▶ **TRECHO DO TEXTO**
A partir de então, Freud não se cansa de repetir que o núcleo das neuroses, e entre elas está obviamente a histeria, é o complexo de Édipo. Vejamos este trecho de “Uma criança é espancada”, de 1919: “cremos que o complexo de Édipo é o verdadeiro núcleo das neuroses e a sexualidade infantil, (...) O que resta dele como seqüela constitui, no adulto, a tendência para o posterior desenvolvimento da neurose” (1919/1990, p. 190).

No entanto, embora isso seja o que é mais conhecido, não é tão simples assim. Em “Sobre a sexualidade feminina”, de 1931, Freud pergunta-se se não seria preciso reformular a idéia de que o Édipo é mesmo central nas neuroses. Isso vem na seqüência da discussão da dependência da mulher em relação à sua mãe e a sua dificuldade de tomar o pai como objeto libidinal. Diz: “a fase pré-edipiana nas mulheres obtém uma importância que até agora não lhe havíamos atribuído” (p. 228). Todavia, o autor não irá trocar a explicação fálico-edipiana por outra pré-edipiana, propõe, sim, ampliar o complexo de Édipo e ver nele uma reunião de todas as relações da criança com os seus genitores. Propõe, ainda, que, na mulher, o complexo de Édipo positivo (heterossexual) só é atingido após vencer o complexo negativo que se exprime na dependência da mãe.

Essa expansão da causação da neurose parece que vai, em anos posteriores, propiciar, em alguns autores, uma certa “dessexualização” da neurose e da psicanálise, sobretudo a partir dos anos 50. Por dessexualização entenda-se, pois, a passagem da explicação pelo edipiano para uma interpretação pelo pré-edipiano e a substituição da pulsão sexual pela idéia de uma necessidade de afeto como mais importante. Damos dois exemplos.

▶ **Descrições de regiões em linguagem natural**
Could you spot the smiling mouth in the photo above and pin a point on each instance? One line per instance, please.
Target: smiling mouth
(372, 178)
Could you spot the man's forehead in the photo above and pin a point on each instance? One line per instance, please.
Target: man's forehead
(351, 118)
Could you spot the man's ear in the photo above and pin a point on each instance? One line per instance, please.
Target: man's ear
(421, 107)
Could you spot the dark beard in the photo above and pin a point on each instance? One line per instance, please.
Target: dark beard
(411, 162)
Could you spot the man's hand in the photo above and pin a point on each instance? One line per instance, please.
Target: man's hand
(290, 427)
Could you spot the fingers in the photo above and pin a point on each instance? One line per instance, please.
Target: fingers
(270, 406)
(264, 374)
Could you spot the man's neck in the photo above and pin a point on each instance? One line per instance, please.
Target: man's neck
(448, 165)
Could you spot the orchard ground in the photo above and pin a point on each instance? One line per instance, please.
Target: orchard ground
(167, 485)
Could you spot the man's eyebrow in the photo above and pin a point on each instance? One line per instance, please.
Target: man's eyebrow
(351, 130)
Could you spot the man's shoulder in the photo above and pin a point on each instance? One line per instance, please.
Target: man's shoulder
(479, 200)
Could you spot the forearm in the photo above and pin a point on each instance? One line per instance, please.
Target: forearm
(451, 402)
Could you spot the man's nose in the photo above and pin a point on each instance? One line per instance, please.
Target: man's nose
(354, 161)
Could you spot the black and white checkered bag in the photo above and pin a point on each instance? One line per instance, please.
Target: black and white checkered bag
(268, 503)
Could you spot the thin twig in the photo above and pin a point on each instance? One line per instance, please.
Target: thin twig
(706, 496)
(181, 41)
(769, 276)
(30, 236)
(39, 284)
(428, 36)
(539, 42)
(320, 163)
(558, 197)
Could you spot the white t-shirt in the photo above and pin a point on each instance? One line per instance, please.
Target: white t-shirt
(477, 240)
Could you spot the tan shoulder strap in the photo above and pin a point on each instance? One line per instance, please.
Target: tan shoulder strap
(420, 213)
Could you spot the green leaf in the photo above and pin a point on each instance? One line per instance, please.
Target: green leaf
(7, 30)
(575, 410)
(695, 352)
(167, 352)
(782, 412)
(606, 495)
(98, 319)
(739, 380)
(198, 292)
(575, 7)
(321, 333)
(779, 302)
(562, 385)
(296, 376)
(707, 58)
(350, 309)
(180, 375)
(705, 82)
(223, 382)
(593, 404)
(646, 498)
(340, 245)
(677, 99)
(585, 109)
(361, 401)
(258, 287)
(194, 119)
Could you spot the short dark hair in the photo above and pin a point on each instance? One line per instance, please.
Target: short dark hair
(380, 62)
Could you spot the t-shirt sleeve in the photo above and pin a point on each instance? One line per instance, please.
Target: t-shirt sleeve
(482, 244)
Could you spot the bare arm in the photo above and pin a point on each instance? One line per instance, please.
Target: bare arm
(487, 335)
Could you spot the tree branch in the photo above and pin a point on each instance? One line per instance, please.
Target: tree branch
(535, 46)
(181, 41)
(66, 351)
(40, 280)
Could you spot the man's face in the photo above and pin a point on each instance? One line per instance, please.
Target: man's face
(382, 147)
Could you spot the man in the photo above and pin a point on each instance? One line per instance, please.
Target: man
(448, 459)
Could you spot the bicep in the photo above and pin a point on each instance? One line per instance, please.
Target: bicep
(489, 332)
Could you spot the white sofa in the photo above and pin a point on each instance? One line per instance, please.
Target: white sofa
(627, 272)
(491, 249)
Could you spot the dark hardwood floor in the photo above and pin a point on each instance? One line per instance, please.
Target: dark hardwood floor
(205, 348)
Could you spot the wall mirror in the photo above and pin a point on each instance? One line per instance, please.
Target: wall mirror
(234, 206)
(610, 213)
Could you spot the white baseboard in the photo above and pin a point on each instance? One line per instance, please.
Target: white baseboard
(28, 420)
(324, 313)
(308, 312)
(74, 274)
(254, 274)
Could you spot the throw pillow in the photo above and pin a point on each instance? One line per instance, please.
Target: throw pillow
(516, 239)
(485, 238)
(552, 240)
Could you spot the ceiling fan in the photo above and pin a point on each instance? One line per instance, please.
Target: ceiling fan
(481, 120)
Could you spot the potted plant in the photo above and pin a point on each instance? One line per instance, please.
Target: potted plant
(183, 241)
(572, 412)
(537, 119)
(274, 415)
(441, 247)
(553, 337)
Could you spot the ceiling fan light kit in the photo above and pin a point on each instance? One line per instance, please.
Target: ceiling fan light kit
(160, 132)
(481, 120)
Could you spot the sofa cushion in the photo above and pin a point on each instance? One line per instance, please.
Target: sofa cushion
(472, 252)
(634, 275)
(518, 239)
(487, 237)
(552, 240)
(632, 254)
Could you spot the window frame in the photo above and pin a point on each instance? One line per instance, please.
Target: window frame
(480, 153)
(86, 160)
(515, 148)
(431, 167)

▶ **APLIQUE A LEITURA**
a - Segundo o trecho sobre o complexo de Édipo, em que ano foi publicado “Sobre a sexualidade feminina”?
b - No trecho sobre o complexo de Édipo, reescreva a parte que começa nas palavras "No entanto, embora" e termina em "dependência da mãe.", trocando "Freud" por "o psicanalista".

▶ **RESPOSTAS DAS TAREFAS**
a - Em 1931.

b -
No entanto, embora isso seja o que é mais conhecido, não é tão simples assim. Em “Sobre a sexualidade feminina”, de 1931, o psicanalista pergunta-se se não seria preciso reformular a idéia de que o Édipo é mesmo central nas neuroses. Isso vem na seqüência da discussão da dependência da mulher em relação à sua mãe e a sua dificuldade de tomar o pai como objeto libidinal. Diz: “a fase pré-edipiana nas mulheres obtém uma importância que até agora não lhe havíamos atribuído” (p. 228). Todavia, o autor não irá trocar a explicação fálico-edipiana por outra pré-edipiana, propõe, sim, ampliar o complexo de Édipo e ver nele uma reunião de todas as relações da criança com os seus genitores. Propõe, ainda, que, na mulher, o complexo de Édipo positivo (heterossexual) só é atingido após vencer o complexo negativo que se exprime na dependência da mãe.